» **DATA SHOWN**:

· · · · ·

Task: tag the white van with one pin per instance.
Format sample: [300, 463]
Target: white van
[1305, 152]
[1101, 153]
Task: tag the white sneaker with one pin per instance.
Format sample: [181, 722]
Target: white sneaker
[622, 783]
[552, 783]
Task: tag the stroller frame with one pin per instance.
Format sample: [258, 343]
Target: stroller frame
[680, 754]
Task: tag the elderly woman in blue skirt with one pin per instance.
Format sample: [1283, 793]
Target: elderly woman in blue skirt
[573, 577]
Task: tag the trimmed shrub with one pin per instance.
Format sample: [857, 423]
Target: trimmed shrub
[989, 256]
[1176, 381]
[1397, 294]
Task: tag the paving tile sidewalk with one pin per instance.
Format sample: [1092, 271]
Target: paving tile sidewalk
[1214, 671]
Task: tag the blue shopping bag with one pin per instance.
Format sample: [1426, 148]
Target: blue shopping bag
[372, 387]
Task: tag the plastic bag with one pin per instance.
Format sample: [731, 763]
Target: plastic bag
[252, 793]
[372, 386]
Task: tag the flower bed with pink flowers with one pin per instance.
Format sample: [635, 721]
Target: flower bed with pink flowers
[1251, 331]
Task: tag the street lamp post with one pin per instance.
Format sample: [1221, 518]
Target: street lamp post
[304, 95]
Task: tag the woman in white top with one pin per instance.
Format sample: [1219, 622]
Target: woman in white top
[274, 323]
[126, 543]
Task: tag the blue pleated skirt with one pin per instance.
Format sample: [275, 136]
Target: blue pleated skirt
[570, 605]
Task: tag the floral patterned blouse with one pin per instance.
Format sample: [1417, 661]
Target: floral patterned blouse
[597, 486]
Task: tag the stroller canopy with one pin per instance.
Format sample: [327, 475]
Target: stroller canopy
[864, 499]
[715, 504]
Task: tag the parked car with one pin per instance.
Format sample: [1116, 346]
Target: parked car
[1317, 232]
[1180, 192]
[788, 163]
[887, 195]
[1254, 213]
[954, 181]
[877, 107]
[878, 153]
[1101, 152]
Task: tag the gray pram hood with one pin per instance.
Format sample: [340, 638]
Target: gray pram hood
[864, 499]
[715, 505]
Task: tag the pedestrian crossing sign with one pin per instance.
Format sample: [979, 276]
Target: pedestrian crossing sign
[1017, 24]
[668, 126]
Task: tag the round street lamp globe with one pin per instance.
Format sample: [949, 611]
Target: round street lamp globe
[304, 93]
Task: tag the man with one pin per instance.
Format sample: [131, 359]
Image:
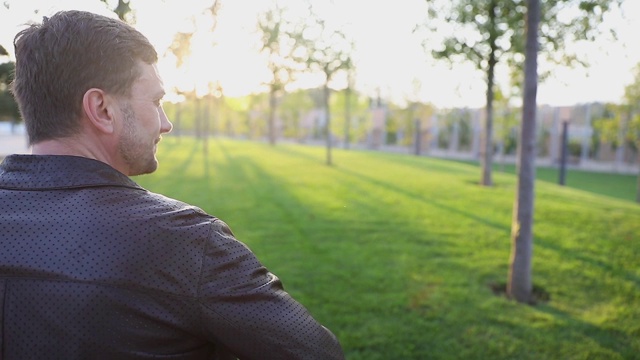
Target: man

· · · · ·

Copy out the lines again word for word, starting at the line that contains "Task: tag the blue shopping" and ending at the line that contains "[1251, 331]", both included.

Task: tag the blue shopping bag with one pin per instance.
Format sample: [1426, 148]
Target: blue shopping bag
[372, 387]
Task: tag the plastic bag with one pin per instance.
Format sample: [731, 763]
Target: plastic bag
[252, 793]
[372, 386]
Task: tag the flower bed with pink flowers with one pin per instance.
Format sample: [635, 721]
Target: flower bed with pink flowers
[1251, 331]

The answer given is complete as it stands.